## Exercise passage

Yet more of the Bard comes in the form of New Zealand film Romeo & Juliet: A Love Song – here set in a campground just out of Auckland, and the script arranged in song. The cast of colourful characters should transpose superbly to such a location, and I cannot wait to see how it works (and sounds). Or, if a Kiwiana pop-opera doesn’t take your fancy, perhaps the restored local classic Utu Redux will. Whether you saw the 1983 original or not, you’ll be enchanted by this true director’s cut of a Maori soldier’s quest for vengeance in the 1870s. See it on the Sunday, and you get the added bonus of a Q&A with director Geoff Murphy afterwards.

Heading overseas for some gritty realism, my film festival experience wouldn’t be complete without some heavy narratives guaranteed to leave my thoughts provoked for days after. What Richard Did sounds right up my alley – an Irish lad with everything going for him commits a brutal act that brings his life crashing down. Also sporting great reviews from abroad is Omar, a tense thriller about a young lad caught up in the Israeli-Palestinian conflict of the West Bank, which won the Jury Prize at this year’s Cannes film festival.

Audiences who adored Asghar Farhadi’s award-winning A Separation (and I’ve yet to meet anyone who didn’t) will be flocking to see his latest film, The Past. Berenice Bejo from The Artist plays the estranged Parisian wife of an Iranian man who visits to sign divorce papers and go on his way. Said to be as enthralling as A Separation, Farhadi has cast my favourite actor Tahar Rahim (A Prophet) for good measure. I love it already.

For a bit of light relief with heart, I’m looking forward to Noah Baumbach’s (The Squid and the Whale) latest tale of life, love and those still searching for themselves. Frances Ha follows the eponymous heroine around New York City, filming her kooky antics in black and white. I’m hoping it will evoke those charming 90s slacker movies many of us grew up on. Plus, it’s got Adam from Girls in it.

And then there is the wealth of documentaries! I can already recommend Pussy Riot: A Punk Prayer for its incredible behind-the-scenes portrait of a criminal justice system that will make you glad you live in New Zealand. The fact that camera access was granted is astounding given Russia’s seemingly hyperbolic response to a punk rock protest act. The film provides extraordinary insight into not just the basis for the criminal case against them, but the lives and families of three gutsy young women who went to prison for their beliefs.

Another woman with a fascinating life is actress/director Sarah Polley, who turns the camera on her own family in a mission to unearth some home truths about her mother. Stories We Tell is gripping in its exploration, but equally entertaining thanks to the warm, honest performances of Polley’s siblings and father. Surprises abound.

## Available data
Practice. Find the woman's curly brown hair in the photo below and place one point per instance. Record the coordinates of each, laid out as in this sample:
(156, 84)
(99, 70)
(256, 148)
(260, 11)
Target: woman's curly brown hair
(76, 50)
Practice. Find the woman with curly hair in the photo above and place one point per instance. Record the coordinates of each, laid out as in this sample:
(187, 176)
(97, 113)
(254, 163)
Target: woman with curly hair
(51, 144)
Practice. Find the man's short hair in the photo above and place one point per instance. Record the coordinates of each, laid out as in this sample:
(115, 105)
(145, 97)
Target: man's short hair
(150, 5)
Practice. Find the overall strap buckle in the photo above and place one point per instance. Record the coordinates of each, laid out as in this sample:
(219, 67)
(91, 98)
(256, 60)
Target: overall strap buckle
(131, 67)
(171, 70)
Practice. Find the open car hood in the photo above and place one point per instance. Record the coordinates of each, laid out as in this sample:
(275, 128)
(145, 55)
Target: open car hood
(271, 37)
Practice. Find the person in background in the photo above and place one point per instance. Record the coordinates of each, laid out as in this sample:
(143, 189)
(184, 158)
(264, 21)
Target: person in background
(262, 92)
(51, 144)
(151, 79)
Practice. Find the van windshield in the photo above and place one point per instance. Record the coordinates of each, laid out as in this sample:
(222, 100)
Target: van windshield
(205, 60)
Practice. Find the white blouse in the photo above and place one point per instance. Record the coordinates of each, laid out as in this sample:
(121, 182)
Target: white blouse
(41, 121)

--

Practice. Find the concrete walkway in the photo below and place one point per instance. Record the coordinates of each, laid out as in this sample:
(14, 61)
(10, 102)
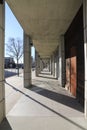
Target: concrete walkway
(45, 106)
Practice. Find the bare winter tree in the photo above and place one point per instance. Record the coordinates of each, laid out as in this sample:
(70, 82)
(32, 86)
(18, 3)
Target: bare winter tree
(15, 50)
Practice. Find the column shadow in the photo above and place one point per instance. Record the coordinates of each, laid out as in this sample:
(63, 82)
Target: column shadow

---

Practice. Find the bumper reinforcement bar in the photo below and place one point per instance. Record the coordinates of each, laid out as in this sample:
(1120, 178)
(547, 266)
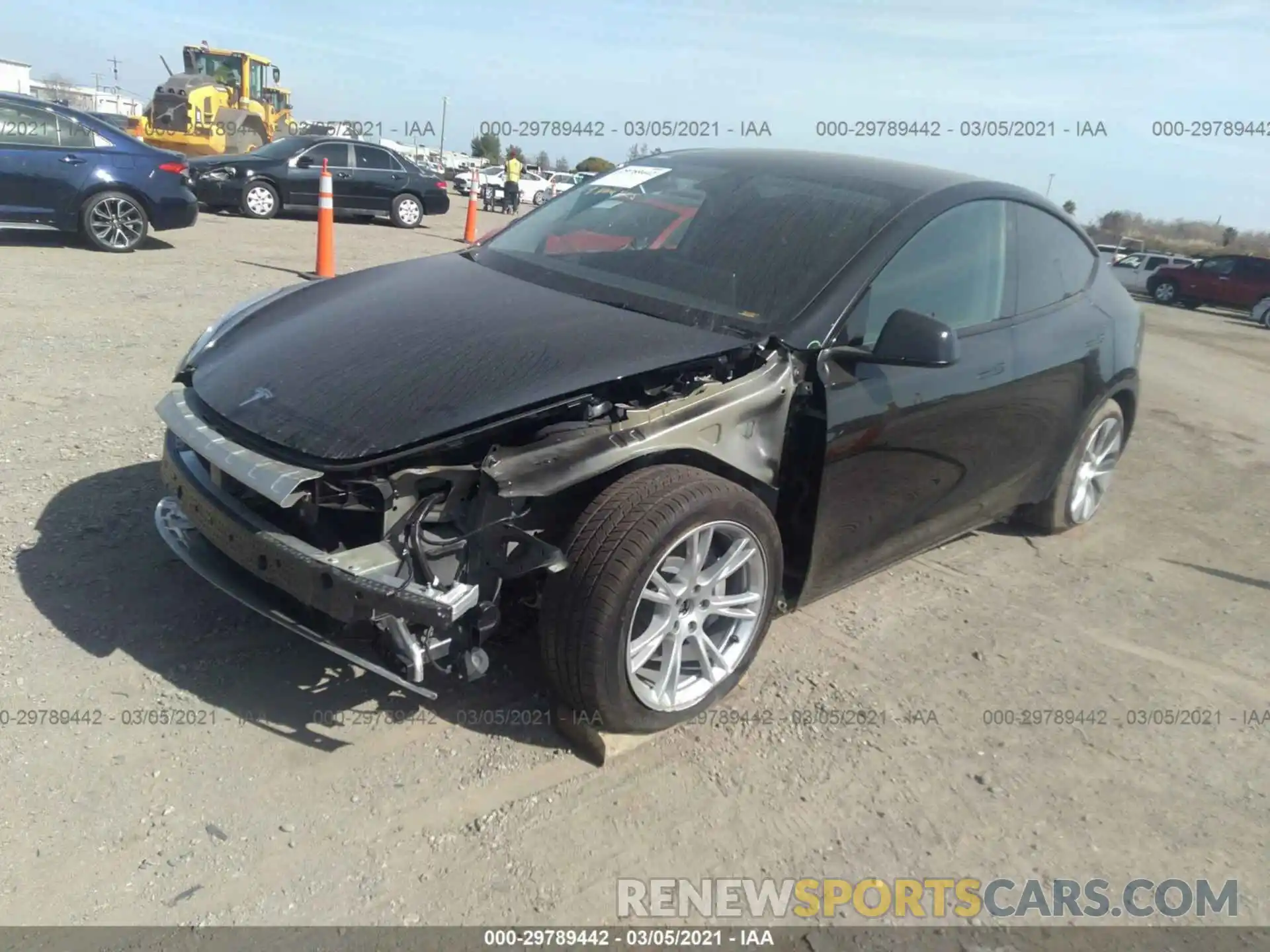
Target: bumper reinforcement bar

## Problem set
a) In the film festival preview, rewrite the part from "And then there" to "for their beliefs.", replacing "astounding" with "remarkable".
b) Pick up the film festival preview after its last sentence and continue it.

## Solved problems
a)
And then there is the wealth of documentaries! I can already recommend Pussy Riot: A Punk Prayer for its incredible behind-the-scenes portrait of a criminal justice system that will make you glad you live in New Zealand. The fact that camera access was granted is remarkable given Russia’s seemingly hyperbolic response to a punk rock protest act. The film provides extraordinary insight into not just the basis for the criminal case against them, but the lives and families of three gutsy young women who went to prison for their beliefs.

b)
Hopefully equally enthralling although less benign, I’m intrigued by The Captain and his Pirate, a documentary which interviews both the hostage and the hijacker from a real-life drama. The captain re-enacts his experience in a German psychiatric hospital, while his erstwhile captor speaks from a Somali desert. Like most documentaries, I anticipate it teaching me about a world I hope never to enter for myself.

Having once planned to be a criminal lawyer and been asked constantly how I could defend rapists and murderers, Gideon’s Army should be a fascinating watch. Set in America’s southern states, this portrait of public defenders dealing with the grim day-to-day offers a realistic narrative. Yes, even the worst offenders deserve a fair trial. The film is bound to be equally upsetting and inspiring.

After two weeks of wonder and emotional tumult I may need a holiday, so if anyone has a bach I can borrow, please get in touch!

NZFF – Dreams of a Life

The big reveal in this movie comes within the first few minutes.  In 2006 council workers broke down the door to a bedsit in North London, after their attempts to rouse the tenant whose rent was £2400 in arrears went unheeded.  As they pushed through the mound of unopened mail, they made a gruesome discovery: a flat coated in dusty cobwebs, the television still on, and 38 year old Joyce Vincent’s skeleton in front of the sofa.  It turned out Joyce had died three years earlier.  The startling thing was that Joyce hadn’t been reported missing and no one who heard the news report even realised it was her.

Filmmaker Carol Morley heard about the story and was intrigued, setting out to piece together a picture of  the mystery woman whose friends and family thought she’d dropped out of touch because she was off “having a wonderful life”.  Morley gently interviews ex-flatmates, erstwhile colleagues and old boyfriends, interposing the talking heads with a reconstruction of Joyce’s presumed final moments.  Actress Zawe Ashton personifies the Joyce that her friends fondly recall in well-directed, understated scenes, including a stunning piece of karaoke filmed in one long take, which seems to perfectly capture the essence of a beautiful young woman living an ultimately lonely life.

The story itself is incredible, and in bringing the characters from Joyce’s world out to reminisce and grapple with their own response to the tragic outcome, it’s impossible not to be deeply moved.  Morley handles every element with utmost care and discretion – it would have been easy to slip into mawkish voyeurism, blame-throwing and judgement, but instead we see an affecting tribute to one of life’s bright sparks, along with a deeper message about human interaction and the busy-ness of life in a 21st century world.

NZFF – Killer Joe

This overblown piece of pulp fiction about a cop who kills people for money does exactly what it says on the tin – so given I took the tin off the shelf, opened it, gorged for nearly two hours and then felt sick, it was my own silly fault really.  Doubtless others in the audience may be feeling the same way.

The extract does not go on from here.